From the line that includes "of the stove" to the last line of the data, quote each line precisely; both boundary lines belong in the answer.

***** Listed entries *****

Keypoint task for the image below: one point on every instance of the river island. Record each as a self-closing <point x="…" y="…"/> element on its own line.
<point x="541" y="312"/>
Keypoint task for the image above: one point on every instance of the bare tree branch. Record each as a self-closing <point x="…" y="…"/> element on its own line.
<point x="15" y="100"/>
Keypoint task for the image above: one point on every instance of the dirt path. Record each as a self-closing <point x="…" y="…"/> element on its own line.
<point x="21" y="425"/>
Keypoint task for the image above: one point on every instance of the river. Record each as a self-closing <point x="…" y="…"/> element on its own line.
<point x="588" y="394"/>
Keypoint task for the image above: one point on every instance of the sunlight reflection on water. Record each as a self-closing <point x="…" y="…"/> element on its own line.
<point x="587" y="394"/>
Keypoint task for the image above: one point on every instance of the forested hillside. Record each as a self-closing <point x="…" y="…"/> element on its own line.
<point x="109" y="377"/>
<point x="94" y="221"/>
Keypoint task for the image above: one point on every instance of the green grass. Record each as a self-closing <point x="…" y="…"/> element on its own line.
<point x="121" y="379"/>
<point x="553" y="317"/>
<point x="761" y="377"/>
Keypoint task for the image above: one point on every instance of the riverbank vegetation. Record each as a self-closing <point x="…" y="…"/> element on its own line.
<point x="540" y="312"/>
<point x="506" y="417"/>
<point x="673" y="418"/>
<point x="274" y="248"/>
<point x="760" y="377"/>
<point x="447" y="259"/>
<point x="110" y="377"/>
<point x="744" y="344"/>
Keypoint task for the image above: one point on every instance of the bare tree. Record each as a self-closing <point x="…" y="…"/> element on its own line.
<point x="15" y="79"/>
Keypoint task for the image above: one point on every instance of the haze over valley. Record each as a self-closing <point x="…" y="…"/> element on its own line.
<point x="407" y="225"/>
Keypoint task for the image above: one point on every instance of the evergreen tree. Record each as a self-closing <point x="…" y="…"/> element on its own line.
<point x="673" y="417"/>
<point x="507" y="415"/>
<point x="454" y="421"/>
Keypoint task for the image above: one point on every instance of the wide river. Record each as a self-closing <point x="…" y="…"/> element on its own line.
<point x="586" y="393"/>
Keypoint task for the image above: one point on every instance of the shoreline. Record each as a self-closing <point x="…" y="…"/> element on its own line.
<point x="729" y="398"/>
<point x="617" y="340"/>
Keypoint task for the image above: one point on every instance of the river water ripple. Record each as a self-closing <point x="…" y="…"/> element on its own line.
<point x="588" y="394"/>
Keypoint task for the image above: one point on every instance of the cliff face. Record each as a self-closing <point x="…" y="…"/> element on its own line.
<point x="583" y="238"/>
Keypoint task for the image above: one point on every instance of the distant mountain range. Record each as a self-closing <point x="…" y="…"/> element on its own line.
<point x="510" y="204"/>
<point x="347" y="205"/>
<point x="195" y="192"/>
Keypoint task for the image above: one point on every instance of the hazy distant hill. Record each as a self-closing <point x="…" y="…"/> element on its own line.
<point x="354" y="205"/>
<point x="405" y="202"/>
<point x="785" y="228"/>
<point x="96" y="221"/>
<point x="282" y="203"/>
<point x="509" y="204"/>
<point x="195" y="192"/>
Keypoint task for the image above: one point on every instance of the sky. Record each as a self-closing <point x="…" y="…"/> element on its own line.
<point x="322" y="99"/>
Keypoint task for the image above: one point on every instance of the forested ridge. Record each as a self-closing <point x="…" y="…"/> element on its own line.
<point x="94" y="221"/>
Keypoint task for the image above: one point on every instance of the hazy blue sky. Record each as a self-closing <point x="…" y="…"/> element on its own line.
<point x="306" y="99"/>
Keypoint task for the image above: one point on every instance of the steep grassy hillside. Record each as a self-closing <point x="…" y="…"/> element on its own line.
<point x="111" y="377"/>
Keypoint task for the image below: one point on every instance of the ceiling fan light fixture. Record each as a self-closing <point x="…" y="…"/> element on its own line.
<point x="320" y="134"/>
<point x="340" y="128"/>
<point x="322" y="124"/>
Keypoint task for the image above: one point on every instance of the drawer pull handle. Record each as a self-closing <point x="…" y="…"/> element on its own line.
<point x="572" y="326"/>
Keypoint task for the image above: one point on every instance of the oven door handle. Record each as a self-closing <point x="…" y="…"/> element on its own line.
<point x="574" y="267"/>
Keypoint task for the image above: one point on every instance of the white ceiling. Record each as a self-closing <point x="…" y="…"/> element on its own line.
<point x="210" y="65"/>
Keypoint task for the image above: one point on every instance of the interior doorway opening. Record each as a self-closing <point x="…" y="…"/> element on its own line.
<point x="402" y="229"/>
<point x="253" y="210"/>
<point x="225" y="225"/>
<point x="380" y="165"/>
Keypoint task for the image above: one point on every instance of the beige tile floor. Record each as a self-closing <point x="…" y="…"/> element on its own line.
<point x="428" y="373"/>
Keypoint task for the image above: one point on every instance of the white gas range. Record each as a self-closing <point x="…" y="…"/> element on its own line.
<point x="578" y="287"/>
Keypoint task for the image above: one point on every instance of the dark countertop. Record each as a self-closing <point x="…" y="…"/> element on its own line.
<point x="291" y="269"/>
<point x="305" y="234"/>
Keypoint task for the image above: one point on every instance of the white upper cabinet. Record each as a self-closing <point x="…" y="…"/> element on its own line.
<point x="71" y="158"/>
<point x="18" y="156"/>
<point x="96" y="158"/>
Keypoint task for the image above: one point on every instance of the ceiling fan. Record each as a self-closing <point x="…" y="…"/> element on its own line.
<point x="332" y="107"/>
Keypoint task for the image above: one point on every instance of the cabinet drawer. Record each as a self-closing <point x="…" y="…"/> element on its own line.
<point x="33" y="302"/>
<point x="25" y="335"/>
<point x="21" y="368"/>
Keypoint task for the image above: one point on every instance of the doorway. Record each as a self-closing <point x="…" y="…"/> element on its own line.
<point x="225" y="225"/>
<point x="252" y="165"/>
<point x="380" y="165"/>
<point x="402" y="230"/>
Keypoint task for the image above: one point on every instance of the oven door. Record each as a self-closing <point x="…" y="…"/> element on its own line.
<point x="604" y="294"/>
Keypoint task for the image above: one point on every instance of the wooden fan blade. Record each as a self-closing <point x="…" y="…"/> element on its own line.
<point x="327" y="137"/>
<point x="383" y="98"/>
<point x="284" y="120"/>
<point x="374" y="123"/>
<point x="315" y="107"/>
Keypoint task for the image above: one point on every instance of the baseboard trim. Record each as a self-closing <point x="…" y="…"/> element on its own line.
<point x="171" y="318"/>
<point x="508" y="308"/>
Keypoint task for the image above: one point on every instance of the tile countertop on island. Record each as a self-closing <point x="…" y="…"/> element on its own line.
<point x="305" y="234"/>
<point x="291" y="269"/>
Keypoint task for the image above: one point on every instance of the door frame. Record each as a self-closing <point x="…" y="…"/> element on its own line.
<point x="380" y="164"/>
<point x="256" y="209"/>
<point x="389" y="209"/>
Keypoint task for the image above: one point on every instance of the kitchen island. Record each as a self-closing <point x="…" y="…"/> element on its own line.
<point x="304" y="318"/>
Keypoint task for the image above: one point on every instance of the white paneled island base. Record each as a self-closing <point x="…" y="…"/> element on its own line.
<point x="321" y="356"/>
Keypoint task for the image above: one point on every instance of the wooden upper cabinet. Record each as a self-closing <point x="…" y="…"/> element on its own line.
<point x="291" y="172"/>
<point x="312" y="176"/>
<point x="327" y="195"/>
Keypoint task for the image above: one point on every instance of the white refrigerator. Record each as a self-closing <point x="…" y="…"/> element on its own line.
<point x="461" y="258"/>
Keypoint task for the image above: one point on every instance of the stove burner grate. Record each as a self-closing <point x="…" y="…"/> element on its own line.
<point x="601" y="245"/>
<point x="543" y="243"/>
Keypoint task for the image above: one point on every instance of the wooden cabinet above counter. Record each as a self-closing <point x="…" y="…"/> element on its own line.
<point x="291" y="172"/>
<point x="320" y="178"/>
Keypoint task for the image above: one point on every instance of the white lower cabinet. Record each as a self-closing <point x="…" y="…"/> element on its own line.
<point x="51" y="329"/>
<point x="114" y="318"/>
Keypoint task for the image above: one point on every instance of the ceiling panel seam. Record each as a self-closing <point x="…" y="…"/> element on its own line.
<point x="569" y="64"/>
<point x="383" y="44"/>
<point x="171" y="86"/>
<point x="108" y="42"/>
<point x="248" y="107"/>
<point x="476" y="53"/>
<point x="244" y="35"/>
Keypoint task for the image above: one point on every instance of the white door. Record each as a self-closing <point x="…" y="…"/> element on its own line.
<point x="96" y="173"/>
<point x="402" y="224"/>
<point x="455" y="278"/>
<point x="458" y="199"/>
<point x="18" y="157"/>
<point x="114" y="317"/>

*****

== Response ==
Keypoint task for the image above: one point on every instance of the stove burner grate. Record each as a self-closing <point x="…" y="…"/> element on its own line.
<point x="601" y="245"/>
<point x="543" y="243"/>
Keypoint task for the image above: one point on every instance of the wooden cabinet above counter. Record each as a self-closing <point x="…" y="…"/> element on its own line.
<point x="291" y="172"/>
<point x="320" y="178"/>
Keypoint task for the image above: one point on every instance of the white lower cabinet. Record each as a self-closing <point x="…" y="…"/> element on its own line.
<point x="51" y="329"/>
<point x="114" y="318"/>
Keypoint task for the image above: one point on every instance of the ceiling panel seam. Record each as a self-closing <point x="…" y="…"/> element on its own line.
<point x="569" y="64"/>
<point x="383" y="44"/>
<point x="171" y="86"/>
<point x="108" y="42"/>
<point x="248" y="107"/>
<point x="476" y="53"/>
<point x="244" y="35"/>
Keypoint task for the image above: one point on every instance of the white door. Record each as a self-closing <point x="…" y="…"/> element on its own line.
<point x="96" y="173"/>
<point x="402" y="224"/>
<point x="455" y="278"/>
<point x="458" y="199"/>
<point x="18" y="157"/>
<point x="114" y="317"/>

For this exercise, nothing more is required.